==== Exercise materials ====

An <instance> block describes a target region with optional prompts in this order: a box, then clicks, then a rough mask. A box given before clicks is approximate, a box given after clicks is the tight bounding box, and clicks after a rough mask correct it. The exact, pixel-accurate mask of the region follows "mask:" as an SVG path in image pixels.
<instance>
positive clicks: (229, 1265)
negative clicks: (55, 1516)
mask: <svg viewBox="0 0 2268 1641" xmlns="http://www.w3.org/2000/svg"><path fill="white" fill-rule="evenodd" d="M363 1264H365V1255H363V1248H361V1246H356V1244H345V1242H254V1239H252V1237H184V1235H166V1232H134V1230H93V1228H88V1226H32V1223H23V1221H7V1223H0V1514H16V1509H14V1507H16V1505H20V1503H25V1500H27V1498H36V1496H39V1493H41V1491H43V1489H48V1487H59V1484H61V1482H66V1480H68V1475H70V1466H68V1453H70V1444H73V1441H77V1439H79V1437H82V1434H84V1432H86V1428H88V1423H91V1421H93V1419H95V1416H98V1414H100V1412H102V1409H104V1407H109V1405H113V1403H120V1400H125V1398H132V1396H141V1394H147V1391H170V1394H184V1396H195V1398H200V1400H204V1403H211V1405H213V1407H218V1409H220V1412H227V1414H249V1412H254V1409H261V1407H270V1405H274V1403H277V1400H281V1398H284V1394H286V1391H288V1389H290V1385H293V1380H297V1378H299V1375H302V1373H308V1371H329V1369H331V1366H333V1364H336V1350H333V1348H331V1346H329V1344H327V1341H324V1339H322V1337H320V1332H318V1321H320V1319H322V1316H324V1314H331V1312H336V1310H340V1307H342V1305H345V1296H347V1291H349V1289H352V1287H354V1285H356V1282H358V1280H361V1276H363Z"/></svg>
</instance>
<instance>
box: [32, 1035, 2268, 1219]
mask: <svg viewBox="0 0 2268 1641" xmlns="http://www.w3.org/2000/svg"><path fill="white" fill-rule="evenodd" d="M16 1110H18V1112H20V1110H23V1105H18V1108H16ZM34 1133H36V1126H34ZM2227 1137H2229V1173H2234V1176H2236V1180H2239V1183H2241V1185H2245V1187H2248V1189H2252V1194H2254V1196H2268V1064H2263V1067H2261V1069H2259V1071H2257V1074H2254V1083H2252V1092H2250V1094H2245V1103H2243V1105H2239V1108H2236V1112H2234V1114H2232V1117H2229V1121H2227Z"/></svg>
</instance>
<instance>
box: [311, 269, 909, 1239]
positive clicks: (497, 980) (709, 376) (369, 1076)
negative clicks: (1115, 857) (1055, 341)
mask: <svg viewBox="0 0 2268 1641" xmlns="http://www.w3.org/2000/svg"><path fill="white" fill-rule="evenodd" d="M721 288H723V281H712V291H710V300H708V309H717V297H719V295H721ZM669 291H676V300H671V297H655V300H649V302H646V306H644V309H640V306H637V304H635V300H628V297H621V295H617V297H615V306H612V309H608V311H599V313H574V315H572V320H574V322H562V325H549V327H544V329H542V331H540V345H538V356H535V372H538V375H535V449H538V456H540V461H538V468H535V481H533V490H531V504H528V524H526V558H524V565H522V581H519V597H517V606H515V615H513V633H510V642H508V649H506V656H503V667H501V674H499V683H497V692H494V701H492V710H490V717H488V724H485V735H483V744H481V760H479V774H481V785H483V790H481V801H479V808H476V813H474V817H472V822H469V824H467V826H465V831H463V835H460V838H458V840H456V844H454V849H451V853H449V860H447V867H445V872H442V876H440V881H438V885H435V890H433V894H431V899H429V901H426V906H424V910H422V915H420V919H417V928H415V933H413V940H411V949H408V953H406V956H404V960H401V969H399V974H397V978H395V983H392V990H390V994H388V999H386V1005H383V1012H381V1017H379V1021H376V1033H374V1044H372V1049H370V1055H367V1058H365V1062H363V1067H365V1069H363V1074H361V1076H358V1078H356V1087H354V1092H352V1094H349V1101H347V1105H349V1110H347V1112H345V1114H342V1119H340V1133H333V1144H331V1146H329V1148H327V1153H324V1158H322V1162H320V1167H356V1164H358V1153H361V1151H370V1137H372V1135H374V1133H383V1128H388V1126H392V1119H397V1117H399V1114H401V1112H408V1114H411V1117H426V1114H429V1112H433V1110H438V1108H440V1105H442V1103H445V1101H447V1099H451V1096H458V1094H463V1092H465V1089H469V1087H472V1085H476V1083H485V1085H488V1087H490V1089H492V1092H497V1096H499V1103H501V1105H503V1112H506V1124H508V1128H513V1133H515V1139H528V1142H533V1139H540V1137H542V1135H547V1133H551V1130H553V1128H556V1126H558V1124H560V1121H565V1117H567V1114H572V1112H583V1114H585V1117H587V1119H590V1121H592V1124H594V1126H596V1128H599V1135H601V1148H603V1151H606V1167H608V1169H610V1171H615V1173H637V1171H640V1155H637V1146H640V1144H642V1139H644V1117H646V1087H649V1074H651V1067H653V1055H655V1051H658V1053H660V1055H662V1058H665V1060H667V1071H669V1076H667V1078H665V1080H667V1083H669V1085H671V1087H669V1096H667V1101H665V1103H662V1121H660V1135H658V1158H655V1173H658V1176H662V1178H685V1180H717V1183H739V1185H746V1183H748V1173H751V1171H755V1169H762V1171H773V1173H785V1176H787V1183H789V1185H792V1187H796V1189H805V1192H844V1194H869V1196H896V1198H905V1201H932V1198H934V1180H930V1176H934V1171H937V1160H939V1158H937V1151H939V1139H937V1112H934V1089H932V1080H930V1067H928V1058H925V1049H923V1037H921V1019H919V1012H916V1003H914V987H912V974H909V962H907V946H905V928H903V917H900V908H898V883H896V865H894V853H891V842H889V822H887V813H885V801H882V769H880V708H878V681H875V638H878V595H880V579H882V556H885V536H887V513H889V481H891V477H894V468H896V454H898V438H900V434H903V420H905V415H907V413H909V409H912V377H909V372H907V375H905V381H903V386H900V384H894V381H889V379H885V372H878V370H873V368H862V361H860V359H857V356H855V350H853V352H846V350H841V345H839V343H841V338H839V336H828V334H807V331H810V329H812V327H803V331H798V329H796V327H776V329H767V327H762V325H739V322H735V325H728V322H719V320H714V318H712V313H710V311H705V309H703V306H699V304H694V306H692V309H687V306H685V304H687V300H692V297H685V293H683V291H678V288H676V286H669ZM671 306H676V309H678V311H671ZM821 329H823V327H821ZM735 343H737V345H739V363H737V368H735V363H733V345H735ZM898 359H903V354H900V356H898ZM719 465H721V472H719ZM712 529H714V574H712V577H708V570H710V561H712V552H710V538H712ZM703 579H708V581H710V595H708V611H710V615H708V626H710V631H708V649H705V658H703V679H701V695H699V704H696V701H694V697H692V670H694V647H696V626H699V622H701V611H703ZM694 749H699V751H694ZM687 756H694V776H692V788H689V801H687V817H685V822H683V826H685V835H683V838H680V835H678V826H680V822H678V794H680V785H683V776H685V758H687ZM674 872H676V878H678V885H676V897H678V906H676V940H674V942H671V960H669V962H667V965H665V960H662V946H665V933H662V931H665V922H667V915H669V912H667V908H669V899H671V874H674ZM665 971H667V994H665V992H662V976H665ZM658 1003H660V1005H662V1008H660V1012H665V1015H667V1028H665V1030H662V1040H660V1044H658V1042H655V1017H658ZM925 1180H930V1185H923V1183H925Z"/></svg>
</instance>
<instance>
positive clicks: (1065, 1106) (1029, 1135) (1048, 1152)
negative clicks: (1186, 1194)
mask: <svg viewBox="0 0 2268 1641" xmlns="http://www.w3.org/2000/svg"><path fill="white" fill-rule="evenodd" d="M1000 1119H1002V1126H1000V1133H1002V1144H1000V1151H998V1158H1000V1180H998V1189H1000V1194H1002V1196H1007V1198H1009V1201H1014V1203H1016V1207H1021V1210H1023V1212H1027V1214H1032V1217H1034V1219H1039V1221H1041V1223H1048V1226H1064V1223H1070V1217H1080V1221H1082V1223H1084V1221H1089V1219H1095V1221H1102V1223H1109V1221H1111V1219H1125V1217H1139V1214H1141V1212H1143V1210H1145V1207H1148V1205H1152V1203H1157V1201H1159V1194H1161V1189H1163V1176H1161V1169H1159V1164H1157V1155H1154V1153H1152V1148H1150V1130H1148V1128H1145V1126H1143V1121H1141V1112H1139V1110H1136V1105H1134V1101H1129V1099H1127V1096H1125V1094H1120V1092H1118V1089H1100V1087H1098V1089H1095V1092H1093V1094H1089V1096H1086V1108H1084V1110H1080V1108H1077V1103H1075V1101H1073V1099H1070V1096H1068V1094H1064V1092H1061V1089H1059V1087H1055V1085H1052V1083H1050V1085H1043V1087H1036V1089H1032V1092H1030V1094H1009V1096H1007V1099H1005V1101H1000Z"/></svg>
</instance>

====

What needs to be done
Copy out the lines from the start of the records through the line containing "negative clicks: (55, 1516)", keeping each one unchanged.

Response to this exercise
An <instance> block describes a target region with optional prompts in this order: a box, then clicks, then a rough mask. A box given before clicks is approximate, a box given after clicks is the tight bounding box, and clicks after a rough mask correct it. The exact, pixel-accurate mask of the region follows "mask:" as an SVG path in image pixels.
<instance>
positive clicks: (229, 1265)
negative clicks: (55, 1516)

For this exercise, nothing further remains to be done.